begin Record list

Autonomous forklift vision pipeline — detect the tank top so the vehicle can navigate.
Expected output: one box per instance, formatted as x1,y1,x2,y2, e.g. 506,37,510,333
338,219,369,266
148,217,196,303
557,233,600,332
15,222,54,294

end Record list

Format every line of the records above as a JSON list of strings, one string per line, leaving out any blank lines.

## Reply
[
  "Autonomous forklift vision pipeline — detect the tank top so the vehicle can navigate.",
  "Expected output: one box per instance, formatted as x1,y1,x2,y2, e.g. 506,37,510,333",
  "338,219,369,266",
  "148,217,196,303",
  "557,233,600,332",
  "15,222,54,294"
]